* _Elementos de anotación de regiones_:

- - - - -

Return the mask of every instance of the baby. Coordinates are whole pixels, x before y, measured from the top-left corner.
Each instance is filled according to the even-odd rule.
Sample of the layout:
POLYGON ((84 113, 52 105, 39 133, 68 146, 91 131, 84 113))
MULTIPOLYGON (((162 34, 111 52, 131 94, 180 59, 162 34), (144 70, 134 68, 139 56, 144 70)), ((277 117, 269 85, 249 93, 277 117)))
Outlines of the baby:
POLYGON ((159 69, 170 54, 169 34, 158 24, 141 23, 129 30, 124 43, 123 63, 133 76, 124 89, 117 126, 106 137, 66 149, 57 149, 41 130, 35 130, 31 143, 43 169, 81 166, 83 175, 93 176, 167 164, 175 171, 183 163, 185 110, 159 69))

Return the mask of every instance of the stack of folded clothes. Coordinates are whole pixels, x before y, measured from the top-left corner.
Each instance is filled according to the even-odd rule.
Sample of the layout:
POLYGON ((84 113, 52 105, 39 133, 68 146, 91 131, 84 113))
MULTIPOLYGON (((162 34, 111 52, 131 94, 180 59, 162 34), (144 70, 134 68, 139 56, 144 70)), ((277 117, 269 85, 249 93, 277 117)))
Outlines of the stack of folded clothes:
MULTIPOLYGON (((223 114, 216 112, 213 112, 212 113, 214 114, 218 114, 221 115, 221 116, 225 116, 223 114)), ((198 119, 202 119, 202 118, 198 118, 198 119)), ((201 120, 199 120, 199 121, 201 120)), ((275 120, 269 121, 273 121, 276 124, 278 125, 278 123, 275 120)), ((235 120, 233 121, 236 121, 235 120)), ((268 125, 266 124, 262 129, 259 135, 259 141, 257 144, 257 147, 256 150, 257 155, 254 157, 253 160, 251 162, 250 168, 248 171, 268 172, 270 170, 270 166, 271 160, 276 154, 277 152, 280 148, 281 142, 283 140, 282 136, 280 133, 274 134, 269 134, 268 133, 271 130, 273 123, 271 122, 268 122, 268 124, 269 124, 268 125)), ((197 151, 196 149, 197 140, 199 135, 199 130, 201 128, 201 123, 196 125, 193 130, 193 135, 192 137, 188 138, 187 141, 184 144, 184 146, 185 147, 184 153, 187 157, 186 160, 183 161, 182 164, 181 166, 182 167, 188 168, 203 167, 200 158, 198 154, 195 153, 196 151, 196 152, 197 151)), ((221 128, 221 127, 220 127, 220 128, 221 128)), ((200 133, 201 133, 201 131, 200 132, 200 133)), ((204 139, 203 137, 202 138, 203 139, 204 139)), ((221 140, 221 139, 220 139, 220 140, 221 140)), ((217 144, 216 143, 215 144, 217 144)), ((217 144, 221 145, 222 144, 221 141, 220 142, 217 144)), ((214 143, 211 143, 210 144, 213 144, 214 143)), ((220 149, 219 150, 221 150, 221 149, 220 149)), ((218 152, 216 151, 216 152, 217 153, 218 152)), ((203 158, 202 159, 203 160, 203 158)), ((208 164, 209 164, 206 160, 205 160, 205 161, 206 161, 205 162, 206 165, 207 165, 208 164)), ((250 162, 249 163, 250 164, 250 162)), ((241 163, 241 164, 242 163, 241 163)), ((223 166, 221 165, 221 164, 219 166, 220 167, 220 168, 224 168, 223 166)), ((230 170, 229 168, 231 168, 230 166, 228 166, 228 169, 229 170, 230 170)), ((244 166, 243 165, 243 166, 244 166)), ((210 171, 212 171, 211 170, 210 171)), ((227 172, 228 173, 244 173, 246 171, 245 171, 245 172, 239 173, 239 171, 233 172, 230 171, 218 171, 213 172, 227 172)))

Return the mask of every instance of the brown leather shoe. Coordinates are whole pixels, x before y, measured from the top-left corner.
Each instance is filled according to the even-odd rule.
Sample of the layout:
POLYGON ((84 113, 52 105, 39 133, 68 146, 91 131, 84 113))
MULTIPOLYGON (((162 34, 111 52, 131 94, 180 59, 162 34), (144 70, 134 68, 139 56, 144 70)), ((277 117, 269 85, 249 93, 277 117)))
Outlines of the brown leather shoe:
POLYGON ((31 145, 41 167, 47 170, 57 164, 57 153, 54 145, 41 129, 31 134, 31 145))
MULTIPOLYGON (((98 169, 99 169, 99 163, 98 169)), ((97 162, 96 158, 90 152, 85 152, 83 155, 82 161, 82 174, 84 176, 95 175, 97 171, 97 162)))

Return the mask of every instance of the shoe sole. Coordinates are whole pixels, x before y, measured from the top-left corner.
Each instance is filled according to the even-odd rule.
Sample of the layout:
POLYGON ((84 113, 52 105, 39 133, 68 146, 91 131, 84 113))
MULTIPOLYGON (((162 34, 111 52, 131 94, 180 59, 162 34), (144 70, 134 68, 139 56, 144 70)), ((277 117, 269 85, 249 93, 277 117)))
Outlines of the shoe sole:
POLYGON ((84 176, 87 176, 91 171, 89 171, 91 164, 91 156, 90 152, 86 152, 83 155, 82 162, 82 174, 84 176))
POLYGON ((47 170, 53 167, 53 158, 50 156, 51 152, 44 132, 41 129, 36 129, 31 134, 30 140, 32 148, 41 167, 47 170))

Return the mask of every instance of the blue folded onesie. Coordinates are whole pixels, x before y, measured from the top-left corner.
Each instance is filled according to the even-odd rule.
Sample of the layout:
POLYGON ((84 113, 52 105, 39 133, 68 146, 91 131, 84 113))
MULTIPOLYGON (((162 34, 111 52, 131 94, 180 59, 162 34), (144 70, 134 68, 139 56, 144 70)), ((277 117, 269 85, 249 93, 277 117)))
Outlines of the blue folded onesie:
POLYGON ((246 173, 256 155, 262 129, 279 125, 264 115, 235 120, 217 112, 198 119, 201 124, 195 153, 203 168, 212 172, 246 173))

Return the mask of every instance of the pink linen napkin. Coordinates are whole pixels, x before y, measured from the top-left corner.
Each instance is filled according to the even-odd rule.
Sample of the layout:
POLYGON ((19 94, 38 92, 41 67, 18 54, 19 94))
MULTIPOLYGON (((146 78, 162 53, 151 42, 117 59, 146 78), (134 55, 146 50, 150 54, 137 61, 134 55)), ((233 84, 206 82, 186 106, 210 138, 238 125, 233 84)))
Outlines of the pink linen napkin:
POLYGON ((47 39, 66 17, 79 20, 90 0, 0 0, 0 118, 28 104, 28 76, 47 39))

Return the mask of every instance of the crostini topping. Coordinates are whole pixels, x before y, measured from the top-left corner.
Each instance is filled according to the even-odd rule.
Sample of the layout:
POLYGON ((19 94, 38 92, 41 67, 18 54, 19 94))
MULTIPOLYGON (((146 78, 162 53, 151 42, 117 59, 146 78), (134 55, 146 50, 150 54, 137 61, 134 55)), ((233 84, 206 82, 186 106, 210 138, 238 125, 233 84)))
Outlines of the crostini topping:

- - - - -

* _QUÉ SE PIDE_:
Reproduce los datos anteriores y cambia "even-odd rule" por "nonzero rule" en cada aparición, sin alterar nada más.

* _RESPUESTA ESPERADA_:
Return the mask of every instance of the baby. Coordinates are whole pixels, x before y, measured from the top-left corner.
Each instance is filled according to the nonzero rule.
Sample of the layout:
POLYGON ((84 113, 52 105, 39 133, 68 146, 91 131, 84 113))
MULTIPOLYGON (((162 34, 111 52, 131 94, 180 59, 162 34), (144 70, 134 68, 139 56, 144 70)), ((277 117, 269 85, 249 93, 277 117)))
Outlines of the baby:
POLYGON ((159 69, 170 54, 169 34, 158 24, 141 23, 129 30, 124 43, 123 63, 133 76, 124 89, 117 126, 106 137, 66 149, 57 149, 41 130, 35 130, 31 143, 43 169, 81 166, 83 175, 93 176, 167 164, 175 171, 183 163, 185 110, 159 69))

Return the mask of every instance of the stack of folded clothes. Coordinates are whole pixels, x before y, measured from the top-left corner.
Each instance is filled according to the nonzero rule.
Sample of the layout:
POLYGON ((84 113, 52 105, 39 133, 68 146, 91 131, 84 113))
MULTIPOLYGON (((162 34, 111 52, 131 94, 180 59, 162 34), (144 70, 134 68, 139 56, 144 70)), ((277 117, 269 85, 249 93, 277 117)))
Outlines of the stack of folded clothes:
MULTIPOLYGON (((223 114, 216 112, 213 112, 212 113, 214 114, 218 114, 221 115, 221 116, 225 116, 223 114)), ((198 119, 202 119, 202 118, 198 118, 198 119)), ((201 120, 199 120, 199 121, 201 120)), ((275 120, 269 121, 273 121, 276 124, 278 125, 278 123, 275 120)), ((235 120, 233 121, 236 121, 235 120)), ((268 125, 266 124, 262 129, 259 135, 259 141, 257 144, 257 147, 256 150, 257 155, 254 157, 253 160, 251 162, 250 168, 248 171, 268 172, 270 170, 270 166, 271 160, 276 154, 277 152, 280 148, 281 142, 283 140, 282 136, 280 133, 274 134, 269 134, 268 133, 271 130, 273 123, 271 122, 268 122, 268 124, 269 124, 268 125)), ((197 151, 196 149, 197 140, 199 135, 199 130, 201 128, 201 123, 196 125, 193 130, 193 135, 192 137, 188 138, 187 141, 184 144, 184 146, 185 147, 184 153, 187 157, 186 160, 183 161, 182 164, 181 166, 182 167, 188 168, 203 167, 200 158, 198 154, 195 153, 196 151, 196 152, 197 151)), ((221 128, 221 127, 220 127, 220 128, 221 128)), ((200 133, 201 133, 201 131, 200 132, 200 133)), ((204 139, 203 137, 202 138, 203 139, 204 139)), ((221 140, 221 139, 220 139, 220 140, 221 140)), ((217 144, 216 143, 215 144, 217 144)), ((217 144, 221 145, 222 144, 221 141, 220 142, 217 144)), ((214 143, 211 143, 210 144, 213 144, 214 143)), ((220 149, 219 150, 221 150, 221 149, 220 149)), ((218 152, 216 151, 216 152, 217 153, 218 152)), ((203 158, 202 159, 203 160, 203 158)), ((208 164, 209 164, 206 160, 205 160, 205 161, 206 161, 205 162, 206 165, 207 165, 208 164)), ((250 162, 249 163, 250 164, 250 162)), ((241 163, 241 164, 242 163, 241 163)), ((223 166, 221 165, 221 164, 219 166, 220 167, 220 168, 224 168, 223 166)), ((230 170, 229 168, 231 168, 230 166, 228 166, 228 169, 229 170, 230 170)), ((244 166, 243 165, 243 166, 244 166)), ((210 171, 212 171, 211 170, 210 171)), ((227 172, 228 173, 244 173, 246 171, 245 171, 245 172, 239 173, 239 171, 233 172, 230 171, 218 171, 213 172, 227 172)))

Return the mask of every instance of the brown leather shoe. Coordinates are whole pixels, x before y, measured from the top-left corner.
Each instance is filled according to the nonzero rule.
Sample of the layout:
POLYGON ((84 113, 52 105, 39 133, 68 146, 91 131, 84 113))
MULTIPOLYGON (((162 34, 111 52, 131 94, 180 59, 162 34), (144 70, 134 68, 139 56, 144 70)), ((277 117, 269 85, 249 93, 277 117)))
Outlines of the brown leather shoe:
POLYGON ((31 145, 41 167, 47 170, 57 164, 57 153, 54 145, 41 129, 31 134, 31 145))
MULTIPOLYGON (((98 169, 99 169, 99 163, 98 169)), ((97 162, 96 158, 90 152, 85 152, 83 155, 82 161, 82 174, 84 176, 95 175, 97 171, 97 162)))

Return the mask of every instance of the shoe sole. Coordinates are whole pixels, x before y, measured from the top-left corner.
Each instance is filled according to the nonzero rule.
Sample of the layout:
POLYGON ((84 113, 52 105, 39 133, 68 146, 91 131, 84 113))
MULTIPOLYGON (((162 34, 111 52, 131 94, 180 59, 162 34), (144 70, 134 68, 139 56, 144 70)), ((277 117, 269 85, 249 93, 277 117)))
Outlines of the shoe sole:
POLYGON ((84 176, 87 176, 91 171, 89 171, 91 164, 91 156, 90 152, 86 152, 83 155, 82 162, 82 174, 84 176))
POLYGON ((47 170, 53 167, 53 158, 50 156, 51 152, 44 132, 41 129, 36 129, 31 134, 30 140, 32 148, 41 167, 47 170))

Return the mask of every instance of the blue folded onesie. Coordinates are whole pixels, x before y, measured from the top-left corner.
Each instance is filled according to the nonzero rule.
Sample of the layout:
POLYGON ((84 113, 52 105, 39 133, 68 146, 91 131, 84 113))
MULTIPOLYGON (((162 34, 111 52, 131 94, 180 59, 162 34), (144 70, 134 68, 139 56, 144 70)), ((277 117, 269 85, 249 93, 277 117)))
Outlines of the blue folded onesie:
POLYGON ((246 173, 256 155, 262 129, 279 125, 264 115, 235 120, 217 112, 198 119, 201 124, 195 153, 203 168, 212 172, 246 173))

Return the mask of every instance of the pink linen napkin. Coordinates are whole pixels, x before y, measured from the top-left corner.
Each instance is filled according to the nonzero rule.
Sample of the layout:
POLYGON ((19 94, 38 92, 41 67, 18 54, 19 94))
MULTIPOLYGON (((146 78, 162 53, 151 42, 117 59, 146 78), (134 55, 146 50, 150 54, 137 61, 134 55)), ((233 84, 206 82, 186 106, 210 138, 238 125, 233 84)))
Outlines of the pink linen napkin:
POLYGON ((47 39, 66 17, 79 20, 90 0, 0 0, 0 118, 28 104, 28 76, 47 39))

Return the mask of every instance of the crostini topping. Coordinates are whole pixels, x before y, measured from the top-left corner.
Each instance is filled according to the nonzero rule.
Sample of the layout:
POLYGON ((19 94, 38 92, 41 67, 18 54, 19 94))
MULTIPOLYGON (((146 78, 162 53, 151 42, 117 59, 146 78), (134 55, 146 50, 150 54, 137 61, 134 55)), ((233 84, 206 82, 186 106, 210 138, 238 125, 233 84)))
Outlines of the crostini topping:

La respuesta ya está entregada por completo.